TASKS TO COMPLETE:
a) According to the Marysville child-abuse article, what prison sentence did Kenneth Nason receive?
b) Please continue the Marysville child-abuse article, picking up right after its final sentence.

MARYSVILLE — Katielynn likes really bright colors.
She likes chiming things that make music.
She loves to eat.
Already at 15 months old, she has overcome so much.
Her family did not know if she’d ever see, or hear, or graduate from a feeding tube, after a severe beating at the hands of her father in March 2018.
The assault left her bleeding in several parts of the brain. She suffered life-changing injuries to her eyes and ears. The family spent days at Harborview Medical Center in Seattle fearing she would die.
“We’re still nowhere near what she could’ve been before the injury,” said Nicolette Flynn, one of the girl’s grandmothers. “But she’s definitely doing better than the doctors originally thought.”
The child’s father, Kenneth Nason, 33, of Marysville, was sentenced Tuesday to eight years behind bars. Attorneys agreed to a prison term that is twice the typical maximum.
Nason invented a story to cover up what he did to her. He was alone with the girl March 10, 2018, while the mother worked a shift at Applebee’s. He called her up at work to tell her he’d been carrying the baby down the stairs when he slipped and fell. He told his girlfriend the baby was laughing and seemed normal. The mother came home and did not notice a broken blood vessel in the child’s right eye until later. Overnight, the baby vomited.
The father argued against taking the girl to the hospital. He grabbed the mother by the throat, slamming her against a wall and into the bed, according to a letter from the mother that was read aloud in court Tuesday.
“I knew in my heart that you did this to her, and it was not an accident,” she wrote.
Out in the sunshine the next morning, the mother saw bruises on the girl’s ears and nose. Doctors found hemorrhaging in the brain. The girl went into seizures. Tubes and electrodes were hooked up to her from head to toe.
The injuries did not match the father’s story, medical staff told detectives. Police were suspicious, too, because the story was full of holes and inconsistencies. At first Nason said he slipped on a job application that had been left on the second-highest step of the stairs. He twisted his body to try to save the girl, but lost his grip, he reported. Her head hit the wall and he fell on her, according to Nason. He claimed a mark her head, in the shape of a hand print, came from the trim of the stairs.
The next day police went to Nason’s home so he could reenact the accident with a doll. Detectives saw the stairs didn’t have trim. Nason changed his story. The print came from his hand, while he was supposedly trying to save her. In this retelling, the baby’s head was on the right side of his body. Earlier, he said her head was on the left side. And he said he had slipped on the top of the stairs. The job application was found folded under the coffee table, where the mother reported she had left it days earlier.
Police arrested Nason on March 20, 2018. In his backpack they found hypodermic needles. Two had been used. Nason had been abusing drugs since his teens, and he was addicted at the time of the assault, public defender Jennifer Bartlett told the judge.

SUPPLIED MATERIAL:
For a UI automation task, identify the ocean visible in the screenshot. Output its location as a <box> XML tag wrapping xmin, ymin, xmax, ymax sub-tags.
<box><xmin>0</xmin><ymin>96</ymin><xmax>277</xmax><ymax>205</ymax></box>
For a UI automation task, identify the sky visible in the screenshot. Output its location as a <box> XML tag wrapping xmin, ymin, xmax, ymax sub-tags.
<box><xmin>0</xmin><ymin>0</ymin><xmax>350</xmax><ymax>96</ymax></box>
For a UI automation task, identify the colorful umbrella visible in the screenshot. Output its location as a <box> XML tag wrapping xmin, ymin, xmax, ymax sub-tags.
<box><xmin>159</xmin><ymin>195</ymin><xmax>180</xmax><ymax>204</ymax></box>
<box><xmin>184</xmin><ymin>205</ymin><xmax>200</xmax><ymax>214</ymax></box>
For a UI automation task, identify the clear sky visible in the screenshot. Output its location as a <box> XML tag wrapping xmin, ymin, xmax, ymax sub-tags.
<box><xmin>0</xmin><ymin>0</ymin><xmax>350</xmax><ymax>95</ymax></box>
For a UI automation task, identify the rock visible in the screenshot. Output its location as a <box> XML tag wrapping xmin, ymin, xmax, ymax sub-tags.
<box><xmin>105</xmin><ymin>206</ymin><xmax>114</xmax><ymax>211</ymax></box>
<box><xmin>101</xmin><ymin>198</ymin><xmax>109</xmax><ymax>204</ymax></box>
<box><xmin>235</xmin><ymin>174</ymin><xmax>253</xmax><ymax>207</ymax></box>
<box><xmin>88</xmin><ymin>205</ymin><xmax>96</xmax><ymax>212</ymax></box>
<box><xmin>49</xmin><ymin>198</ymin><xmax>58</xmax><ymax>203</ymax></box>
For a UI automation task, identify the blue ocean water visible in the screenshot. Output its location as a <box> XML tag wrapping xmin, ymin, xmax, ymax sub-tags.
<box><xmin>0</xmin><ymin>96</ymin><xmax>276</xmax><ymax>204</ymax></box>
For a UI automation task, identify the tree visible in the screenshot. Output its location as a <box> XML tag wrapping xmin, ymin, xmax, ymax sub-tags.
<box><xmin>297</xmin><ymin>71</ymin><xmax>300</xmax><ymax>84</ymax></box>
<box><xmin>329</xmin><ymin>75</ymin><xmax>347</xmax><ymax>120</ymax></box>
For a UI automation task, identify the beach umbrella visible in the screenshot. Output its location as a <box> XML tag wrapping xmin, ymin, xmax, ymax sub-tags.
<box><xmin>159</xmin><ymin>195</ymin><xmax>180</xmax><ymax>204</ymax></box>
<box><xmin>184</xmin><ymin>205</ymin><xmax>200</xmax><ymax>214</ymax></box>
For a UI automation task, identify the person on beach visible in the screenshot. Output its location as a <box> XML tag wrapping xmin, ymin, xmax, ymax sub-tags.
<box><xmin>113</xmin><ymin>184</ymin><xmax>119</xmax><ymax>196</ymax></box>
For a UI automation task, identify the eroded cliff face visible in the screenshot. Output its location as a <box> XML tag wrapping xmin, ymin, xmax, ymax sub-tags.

ANSWERS FOR THE TASKS:
a) Eight years behind bars.

b)
A doctor found the injuries were consistent with violent shaking. She feared the girl might never recover.
The defendant pleaded guilty in February to second-degree assault of a child, with an aggravating factor that the victim was particularly vulnerable and incapable of resistance.
Nason lied to doctors and nurses who were trying to save his daughter’s life, deputy prosecutor Matt Baldock said.
“From the state’s perspective, this is perhaps the most heinous and reprehensible act that an individual can commit against a child,” the prosecutor said.
The family shared heartbreaking photos from the hospital in fundraisers to combat Shaken Baby Syndrome. A biker group in leather jackets, Guardians of the Children, filled a row of the courtroom gallery. They’ve helped to collect money for the girl’s care.
The mother addressed the court in a quiet voice, through tears. She tried to speak for about a minute. Flynn, the child’s grandmother, read a letter the mother wrote.
The mother asked Nason why he did what he did. She said he didn’t have to see the girl suffer for the past year. To feed the baby, the mother had to force a tube down her throat, when the child couldn’t see, hear or know what was happening.
Katielynn can’t communicate like others her age. She shrieks.
“Even at her neurology appointment six months later, we were told that she would never see, that the connections in her brain were lost and that the damage was done,” said Flynn, who is a nurse. “So we struggled with that for a long time.”
She’s expected to be legally blind for life.
Yet there has been healing, too. She started grasping for things, a sign that her vision has returned at least a little. She is learning to crawl. She’s getting fitted for hearing aids. At night she listens to her favorite Disney movie, “Moana,” before she goes to sleep.
Nason had nothing to say at the hearing.
As she handed down the sentence, Superior Court Judge Marybeth Dingledy spoke to the girl’s mother first.
“I want you to know this is not your fault,” the judge said. “You were doing what you needed to do to provide for the family. This is not your fault. So please take that weight off your shoulders, and understand that bad things happen to good people.”
Dingledy turned to Nason. Her comments were brief.
“This is something that is going to be with you for the rest of your life,” the judge said, “and it is your cross to bear.”